_Excerpt_.
*** Block opens ***
Why is it so hard to talk about? So hard admit? I know where I’m at – I’ve been here before and I want to nip this in the bud before I digress too far. I’m not embarrassed to ask for help, or admit that I need it. Still, it would be dishonest not to admit that there’s a little part of me that feels like, “is there anything I can master? I’ve done this before, why am I back here? Why isn’t all of the management working?” There is definitely a part of me that is disappointed in myself for not being more of an optimist. And somewhere lurking down deep is the thought that I am supposed to be the teacher. Even though my conscious mind knows I am the eternal student, the tangible ego-ic world is quick to remind me that I should be the master. After all, I’ve helped many people through this before. I’ve managed my state of mind without medication for several years now.

I know how ridiculous that sounds. I know that I am one of the most positive people on the planet  most of the time. The big truth for me though, is that everything really is impermanent, and for me it’s humbling to note that nothing is more impermanent than my own state of mind.
*** Block closes ***
_Data supplied_.
*** Block opens ***
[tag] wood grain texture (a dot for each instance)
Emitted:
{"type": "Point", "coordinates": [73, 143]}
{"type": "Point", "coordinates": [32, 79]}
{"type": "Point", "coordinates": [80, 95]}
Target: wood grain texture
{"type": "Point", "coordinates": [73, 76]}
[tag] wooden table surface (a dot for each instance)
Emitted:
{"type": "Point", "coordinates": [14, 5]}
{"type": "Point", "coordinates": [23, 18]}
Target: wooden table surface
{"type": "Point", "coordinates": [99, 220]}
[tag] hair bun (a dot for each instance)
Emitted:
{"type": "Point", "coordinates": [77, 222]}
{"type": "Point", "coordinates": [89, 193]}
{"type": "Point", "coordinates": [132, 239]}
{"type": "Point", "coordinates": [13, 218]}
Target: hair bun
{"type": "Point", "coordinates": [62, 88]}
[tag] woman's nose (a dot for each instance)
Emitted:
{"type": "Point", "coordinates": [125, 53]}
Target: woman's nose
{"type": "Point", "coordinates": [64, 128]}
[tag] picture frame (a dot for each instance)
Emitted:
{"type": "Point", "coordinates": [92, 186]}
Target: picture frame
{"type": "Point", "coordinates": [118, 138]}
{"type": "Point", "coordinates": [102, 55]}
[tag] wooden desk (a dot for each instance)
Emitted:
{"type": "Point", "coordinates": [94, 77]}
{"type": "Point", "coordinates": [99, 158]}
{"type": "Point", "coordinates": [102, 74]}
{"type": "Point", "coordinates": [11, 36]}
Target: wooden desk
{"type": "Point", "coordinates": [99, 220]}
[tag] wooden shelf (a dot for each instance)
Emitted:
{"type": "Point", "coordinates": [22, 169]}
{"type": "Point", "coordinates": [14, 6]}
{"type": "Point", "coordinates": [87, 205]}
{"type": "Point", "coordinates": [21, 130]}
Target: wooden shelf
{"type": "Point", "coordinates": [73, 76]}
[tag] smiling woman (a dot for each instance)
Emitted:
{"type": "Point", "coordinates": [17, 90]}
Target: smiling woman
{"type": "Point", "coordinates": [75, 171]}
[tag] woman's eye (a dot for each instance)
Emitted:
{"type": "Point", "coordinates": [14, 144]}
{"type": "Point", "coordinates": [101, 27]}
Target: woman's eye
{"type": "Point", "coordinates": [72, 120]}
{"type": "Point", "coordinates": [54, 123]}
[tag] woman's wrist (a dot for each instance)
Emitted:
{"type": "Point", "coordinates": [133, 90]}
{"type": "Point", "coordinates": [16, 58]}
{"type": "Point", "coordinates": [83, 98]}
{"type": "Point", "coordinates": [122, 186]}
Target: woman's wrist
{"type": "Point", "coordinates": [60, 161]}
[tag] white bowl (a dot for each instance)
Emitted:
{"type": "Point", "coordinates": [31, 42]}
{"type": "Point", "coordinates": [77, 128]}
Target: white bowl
*** Block closes ***
_Problems to work on_.
A. In the reflection on asking for help, for how long has the writer managed their state of mind without medication?
B. Write a continuation of the reflection on asking for help, starting right after its last sentence.

_Results for each task_.
A. For several years.

B.
I’m dealing with the internal and I’ve become pretty good at that. Dealing with the external was something I’ve learned to manage through boundaries and saying NO to doing too much. So here I am realizing that if I want to keep my life as dream-filled as it is, I have to do more than is ideal for me personally. That means that there is a lot more stimulus going on both externally and internally, more than I can keep up with.  Being mindful and accepting is really helping.

I say it to my students so much it’s become a joke. “Suffering is optional”. So this time around, as I notice that it’s really hard to make it through a day without yelling at someone, composing myself and apologizing, or I’m just not sleeping because I’m anxiously running over all of the things that need to be done, or I’ve just lost that desire to do anything – I know it’s time for help. I’m not going to suffer this time until my family is suffering with me. So, I’m trying a new medication called Pristiq. (I’m very skeptical of the name… terrible name!) As with most depression meds, there is an adjustment period. So for the next couple of weeks I’m dealing with a bit of nausea, being tired, and shaky hand syndrone. Kind of like being pregnant again. But, it’s all good – I feel like I’m climbing out of the hole again except this time it’s not scarry or overwhelming. It’s just is what it is.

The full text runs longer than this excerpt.